Trecho do documento
****

Thursday, October 12, 2017

Papoulas de Kandahar: crônicas com sabor de poesia


(Por Wilson Pereira)

Há alguns anos, numa noite de alegria e confraternização, na casa do inesquecível e sempre querido amigo Jorge Ferreira, desses cujo selo da amizade fica para sempre grudado em nossa memória e em nosso coração,  eu conversava com o Ziraldo. Falávamos de livros e de poemas que nos tocam o fundo da sensibilidade. Quando citei algo – não me lembro se um livro ou poema – ele me saiu com essa tirada bem própria do seu humor e de sua sinceridade artística: “hoje eu tenho um critério para gostar de um texto: é sentir inveja”. Captei imediatamente o sentido da palavra “inveja” e vesti a carapuça.

****

Objetivo da atividade
Retome o texto sobre Papoulas de Kandahar logo após a última frase apresentada e dê continuidade a ele. Os dados vêm de outra fonte e não têm relação com o texto sobre Papoulas de Kandahar.

****

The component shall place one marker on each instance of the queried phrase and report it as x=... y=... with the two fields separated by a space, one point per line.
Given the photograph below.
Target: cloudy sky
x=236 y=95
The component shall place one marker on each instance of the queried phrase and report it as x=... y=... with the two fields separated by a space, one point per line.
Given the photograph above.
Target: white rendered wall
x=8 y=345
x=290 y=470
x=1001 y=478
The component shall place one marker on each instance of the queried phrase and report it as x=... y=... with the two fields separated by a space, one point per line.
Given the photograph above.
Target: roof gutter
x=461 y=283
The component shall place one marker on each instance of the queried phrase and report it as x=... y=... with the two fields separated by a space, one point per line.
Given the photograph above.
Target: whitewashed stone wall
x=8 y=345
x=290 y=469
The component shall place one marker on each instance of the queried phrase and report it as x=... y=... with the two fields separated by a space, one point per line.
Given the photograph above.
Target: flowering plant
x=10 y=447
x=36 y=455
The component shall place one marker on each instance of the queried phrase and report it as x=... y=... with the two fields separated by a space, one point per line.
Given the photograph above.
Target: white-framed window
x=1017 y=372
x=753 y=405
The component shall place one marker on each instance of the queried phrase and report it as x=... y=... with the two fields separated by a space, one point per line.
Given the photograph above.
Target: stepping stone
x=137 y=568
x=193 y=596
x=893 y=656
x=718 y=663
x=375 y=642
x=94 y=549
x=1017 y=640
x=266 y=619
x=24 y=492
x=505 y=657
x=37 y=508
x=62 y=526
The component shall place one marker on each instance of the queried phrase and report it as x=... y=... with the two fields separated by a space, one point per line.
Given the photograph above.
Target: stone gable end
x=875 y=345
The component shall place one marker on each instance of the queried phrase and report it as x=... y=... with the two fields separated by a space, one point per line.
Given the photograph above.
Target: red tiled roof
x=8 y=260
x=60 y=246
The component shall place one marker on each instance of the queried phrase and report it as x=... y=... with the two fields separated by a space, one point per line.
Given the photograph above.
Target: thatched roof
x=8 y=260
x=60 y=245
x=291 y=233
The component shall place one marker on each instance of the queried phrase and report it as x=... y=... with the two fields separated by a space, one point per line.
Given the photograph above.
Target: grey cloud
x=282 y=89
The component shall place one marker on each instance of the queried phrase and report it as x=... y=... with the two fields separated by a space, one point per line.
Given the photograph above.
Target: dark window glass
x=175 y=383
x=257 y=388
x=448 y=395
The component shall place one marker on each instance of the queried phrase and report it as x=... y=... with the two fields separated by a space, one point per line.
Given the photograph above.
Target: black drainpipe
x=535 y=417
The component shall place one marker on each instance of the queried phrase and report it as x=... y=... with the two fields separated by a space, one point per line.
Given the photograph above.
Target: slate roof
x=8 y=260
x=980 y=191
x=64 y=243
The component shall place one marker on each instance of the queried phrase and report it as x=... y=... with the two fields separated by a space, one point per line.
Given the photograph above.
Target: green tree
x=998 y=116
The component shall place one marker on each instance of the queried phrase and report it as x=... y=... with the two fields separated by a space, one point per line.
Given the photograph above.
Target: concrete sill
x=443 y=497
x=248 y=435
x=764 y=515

****

Resposta da atividade
Desde então eu me lembro do Ziraldo muitas vezes. Se eu fosse músico, compositor principalmente, gostaria de ter feito “Tocando em frente”, de Renato Teixeira e Almir Sater. Também gostaria de ter feito “O que é o que é”, de Gonzaguinha. E, ainda, de ter feito quase tudo que o Chico Buarque fez como compositor. Aliás, por falar no Chico, ouvi certa vez uma “sacada” singular em termos de inveja: o sujeito dizia: o Gilberto Gil é genial, o Caetano é outro monstro. Queria ser músico como eles. Agora, o Chico…  O Chico, eu queria era ser ele.
Enfim, o que o Ziraldo quis dizer – e disse, porque para bom entendedor uma vírgula é letra – é que: isso é bom demais, isso me preenche, isso me arrebata, me esfola e me acaricia a alma artística.
Pois bem, quando leio uma crônica de Roberto Lima, sinto essa espécie de inveja: como eu gostaria de escrever crônicas assim.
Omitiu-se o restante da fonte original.